Entries taken from the collection:
::::

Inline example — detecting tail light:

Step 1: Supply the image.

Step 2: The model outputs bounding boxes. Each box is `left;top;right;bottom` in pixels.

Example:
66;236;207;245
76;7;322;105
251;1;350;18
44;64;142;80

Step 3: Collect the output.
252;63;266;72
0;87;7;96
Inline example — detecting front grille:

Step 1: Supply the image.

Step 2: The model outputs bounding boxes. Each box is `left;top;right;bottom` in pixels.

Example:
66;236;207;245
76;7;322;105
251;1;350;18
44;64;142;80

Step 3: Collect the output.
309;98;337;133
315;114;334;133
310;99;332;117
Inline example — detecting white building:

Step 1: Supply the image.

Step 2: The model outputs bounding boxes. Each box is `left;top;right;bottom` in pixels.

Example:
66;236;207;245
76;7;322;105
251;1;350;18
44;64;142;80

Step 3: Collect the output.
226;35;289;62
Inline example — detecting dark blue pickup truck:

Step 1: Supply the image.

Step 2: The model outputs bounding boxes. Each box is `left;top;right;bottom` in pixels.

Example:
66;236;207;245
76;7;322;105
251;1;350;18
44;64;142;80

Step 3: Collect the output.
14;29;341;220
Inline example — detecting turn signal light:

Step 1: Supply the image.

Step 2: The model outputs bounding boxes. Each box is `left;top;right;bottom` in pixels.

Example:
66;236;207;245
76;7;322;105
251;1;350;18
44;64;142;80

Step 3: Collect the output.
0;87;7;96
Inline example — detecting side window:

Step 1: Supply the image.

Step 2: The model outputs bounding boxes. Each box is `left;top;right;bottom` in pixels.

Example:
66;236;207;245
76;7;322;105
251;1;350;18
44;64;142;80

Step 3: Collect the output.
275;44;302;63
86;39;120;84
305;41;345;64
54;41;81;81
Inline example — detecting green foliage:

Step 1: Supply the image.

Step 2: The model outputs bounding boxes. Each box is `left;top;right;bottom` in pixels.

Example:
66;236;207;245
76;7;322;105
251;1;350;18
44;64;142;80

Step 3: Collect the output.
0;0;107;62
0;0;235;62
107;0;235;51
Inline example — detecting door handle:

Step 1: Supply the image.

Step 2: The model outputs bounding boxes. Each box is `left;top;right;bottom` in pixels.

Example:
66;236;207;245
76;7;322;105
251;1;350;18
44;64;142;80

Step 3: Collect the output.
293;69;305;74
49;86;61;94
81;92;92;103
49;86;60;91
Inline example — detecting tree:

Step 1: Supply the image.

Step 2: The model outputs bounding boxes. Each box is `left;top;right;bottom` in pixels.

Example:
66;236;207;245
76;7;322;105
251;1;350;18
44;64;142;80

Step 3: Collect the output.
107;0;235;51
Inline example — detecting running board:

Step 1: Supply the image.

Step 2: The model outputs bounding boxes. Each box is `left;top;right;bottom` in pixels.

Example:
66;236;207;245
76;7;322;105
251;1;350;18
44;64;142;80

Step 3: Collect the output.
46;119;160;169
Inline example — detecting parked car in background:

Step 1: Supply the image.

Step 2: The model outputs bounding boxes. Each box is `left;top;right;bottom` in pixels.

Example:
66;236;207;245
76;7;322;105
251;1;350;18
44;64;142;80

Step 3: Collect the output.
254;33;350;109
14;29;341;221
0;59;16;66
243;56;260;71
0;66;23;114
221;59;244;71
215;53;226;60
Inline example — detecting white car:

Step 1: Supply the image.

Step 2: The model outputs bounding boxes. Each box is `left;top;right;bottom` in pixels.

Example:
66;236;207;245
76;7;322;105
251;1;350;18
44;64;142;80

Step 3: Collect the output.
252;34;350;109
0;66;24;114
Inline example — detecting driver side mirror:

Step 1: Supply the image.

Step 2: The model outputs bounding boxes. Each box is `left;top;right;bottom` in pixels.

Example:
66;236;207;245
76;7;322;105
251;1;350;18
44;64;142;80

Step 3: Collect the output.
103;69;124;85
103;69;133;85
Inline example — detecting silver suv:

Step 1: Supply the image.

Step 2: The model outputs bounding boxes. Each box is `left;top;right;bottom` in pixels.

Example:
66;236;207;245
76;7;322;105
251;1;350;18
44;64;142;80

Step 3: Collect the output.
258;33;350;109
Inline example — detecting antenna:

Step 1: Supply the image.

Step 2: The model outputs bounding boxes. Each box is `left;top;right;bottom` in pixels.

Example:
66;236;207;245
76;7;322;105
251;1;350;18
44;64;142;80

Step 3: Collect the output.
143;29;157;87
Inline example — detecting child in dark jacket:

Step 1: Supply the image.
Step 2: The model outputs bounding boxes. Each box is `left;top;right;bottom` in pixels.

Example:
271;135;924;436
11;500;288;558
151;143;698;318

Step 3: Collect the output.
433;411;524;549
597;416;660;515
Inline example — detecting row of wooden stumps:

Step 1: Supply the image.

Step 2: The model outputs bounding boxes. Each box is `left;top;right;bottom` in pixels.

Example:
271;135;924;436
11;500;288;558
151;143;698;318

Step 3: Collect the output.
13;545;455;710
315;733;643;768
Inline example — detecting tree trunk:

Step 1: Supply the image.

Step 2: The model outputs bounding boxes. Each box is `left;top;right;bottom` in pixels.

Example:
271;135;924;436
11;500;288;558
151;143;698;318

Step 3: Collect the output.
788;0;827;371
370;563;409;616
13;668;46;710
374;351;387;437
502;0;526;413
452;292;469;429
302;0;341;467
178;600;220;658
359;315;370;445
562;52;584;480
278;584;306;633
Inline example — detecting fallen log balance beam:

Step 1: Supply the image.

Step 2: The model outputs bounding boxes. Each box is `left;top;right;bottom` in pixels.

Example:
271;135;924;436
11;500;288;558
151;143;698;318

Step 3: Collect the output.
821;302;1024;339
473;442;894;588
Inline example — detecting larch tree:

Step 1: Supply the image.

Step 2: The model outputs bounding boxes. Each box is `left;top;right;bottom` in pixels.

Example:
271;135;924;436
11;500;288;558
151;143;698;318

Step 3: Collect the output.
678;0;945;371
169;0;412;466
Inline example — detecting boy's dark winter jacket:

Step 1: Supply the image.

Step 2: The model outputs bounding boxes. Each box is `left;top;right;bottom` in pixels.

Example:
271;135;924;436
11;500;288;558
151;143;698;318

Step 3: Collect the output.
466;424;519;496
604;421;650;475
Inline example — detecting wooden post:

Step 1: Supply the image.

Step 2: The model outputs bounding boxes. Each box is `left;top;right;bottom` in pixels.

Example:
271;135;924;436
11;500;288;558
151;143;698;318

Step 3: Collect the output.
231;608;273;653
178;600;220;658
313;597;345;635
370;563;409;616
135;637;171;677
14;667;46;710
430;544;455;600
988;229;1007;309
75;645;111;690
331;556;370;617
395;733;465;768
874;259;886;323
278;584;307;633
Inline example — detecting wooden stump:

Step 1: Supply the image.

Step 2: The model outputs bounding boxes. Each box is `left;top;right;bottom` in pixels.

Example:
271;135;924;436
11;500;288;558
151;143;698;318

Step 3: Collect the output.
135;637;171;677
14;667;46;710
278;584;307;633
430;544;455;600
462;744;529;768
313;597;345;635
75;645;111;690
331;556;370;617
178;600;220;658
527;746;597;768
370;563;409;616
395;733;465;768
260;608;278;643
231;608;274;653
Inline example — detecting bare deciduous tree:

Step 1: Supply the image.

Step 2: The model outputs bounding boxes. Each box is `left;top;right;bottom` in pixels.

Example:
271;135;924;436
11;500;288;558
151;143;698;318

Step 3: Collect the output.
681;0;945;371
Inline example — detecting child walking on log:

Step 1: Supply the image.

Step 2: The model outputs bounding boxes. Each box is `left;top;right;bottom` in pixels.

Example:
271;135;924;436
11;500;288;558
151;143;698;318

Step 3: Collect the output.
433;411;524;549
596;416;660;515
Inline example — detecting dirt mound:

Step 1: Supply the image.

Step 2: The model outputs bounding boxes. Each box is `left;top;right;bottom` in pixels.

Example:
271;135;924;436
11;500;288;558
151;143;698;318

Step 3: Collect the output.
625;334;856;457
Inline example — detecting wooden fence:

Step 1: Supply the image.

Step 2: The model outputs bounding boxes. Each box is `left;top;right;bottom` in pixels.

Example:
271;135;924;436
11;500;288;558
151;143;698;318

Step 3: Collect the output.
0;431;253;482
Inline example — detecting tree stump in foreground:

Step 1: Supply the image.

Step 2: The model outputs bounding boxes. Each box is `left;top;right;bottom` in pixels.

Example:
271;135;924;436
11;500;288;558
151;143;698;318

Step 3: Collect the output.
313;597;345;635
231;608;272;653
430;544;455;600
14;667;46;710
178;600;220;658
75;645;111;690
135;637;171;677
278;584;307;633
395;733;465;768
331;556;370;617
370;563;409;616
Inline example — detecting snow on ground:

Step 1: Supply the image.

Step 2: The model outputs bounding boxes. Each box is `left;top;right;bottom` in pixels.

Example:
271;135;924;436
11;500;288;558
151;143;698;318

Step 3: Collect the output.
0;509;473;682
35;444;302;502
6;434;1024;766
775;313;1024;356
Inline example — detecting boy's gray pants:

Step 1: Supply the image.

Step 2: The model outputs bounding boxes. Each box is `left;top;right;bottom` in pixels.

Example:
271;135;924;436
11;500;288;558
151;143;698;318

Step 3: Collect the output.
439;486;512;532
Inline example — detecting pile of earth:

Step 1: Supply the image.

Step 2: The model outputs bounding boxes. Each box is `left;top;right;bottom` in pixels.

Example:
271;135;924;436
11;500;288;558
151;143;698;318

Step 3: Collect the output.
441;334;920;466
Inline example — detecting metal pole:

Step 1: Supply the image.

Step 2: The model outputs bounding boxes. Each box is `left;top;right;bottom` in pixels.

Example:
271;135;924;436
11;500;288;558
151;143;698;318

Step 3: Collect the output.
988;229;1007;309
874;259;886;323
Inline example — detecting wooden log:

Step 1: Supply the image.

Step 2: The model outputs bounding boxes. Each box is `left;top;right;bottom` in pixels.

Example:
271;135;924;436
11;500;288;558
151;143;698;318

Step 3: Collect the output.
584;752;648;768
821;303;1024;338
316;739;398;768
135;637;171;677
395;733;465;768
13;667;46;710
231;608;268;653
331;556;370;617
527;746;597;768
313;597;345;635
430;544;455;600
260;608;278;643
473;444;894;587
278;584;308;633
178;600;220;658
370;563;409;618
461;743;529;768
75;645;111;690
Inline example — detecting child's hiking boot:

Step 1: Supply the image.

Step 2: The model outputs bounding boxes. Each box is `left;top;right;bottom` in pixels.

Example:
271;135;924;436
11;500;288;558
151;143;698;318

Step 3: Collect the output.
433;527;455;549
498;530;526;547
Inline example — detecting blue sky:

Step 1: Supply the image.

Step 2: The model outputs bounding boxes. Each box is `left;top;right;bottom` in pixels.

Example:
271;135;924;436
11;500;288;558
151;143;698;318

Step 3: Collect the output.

::::

* Stated problem
Format the material above as a JSON list of strings, one string per line, leaving out blank lines. Begin at the line that contains "Inline example — detecting driver" and end after the line that contains "143;29;157;87".

* Task output
[
  "Inline example — detecting driver side mirror:",
  "Step 1: Supply the image.",
  "Step 2: The model outputs bounding boxes. Each box is `left;top;right;bottom` in pixels.",
  "Example:",
  "66;236;207;245",
  "76;7;322;105",
  "251;1;350;18",
  "44;64;142;80",
  "Step 3: Collect the output.",
  "103;69;124;85",
  "103;69;133;85",
  "Inline example — detecting silver suv:",
  "Step 1: Supply the image.",
  "Step 2: The model outputs bounding boxes. Each box is `left;top;right;bottom` in pixels.",
  "Example:",
  "66;236;207;245",
  "76;7;322;105",
  "251;1;350;18",
  "44;64;142;80",
  "Step 3: Collect the output.",
  "258;33;350;109",
  "Inline example — detecting antenna:",
  "Step 1: Supply the image.",
  "Step 2: The model outputs bounding boxes. Each box is `left;top;right;bottom` in pixels.",
  "Example:",
  "66;236;207;245",
  "76;7;322;105",
  "251;1;350;18",
  "44;64;142;80",
  "Step 3: Collect the output.",
  "143;29;157;87"
]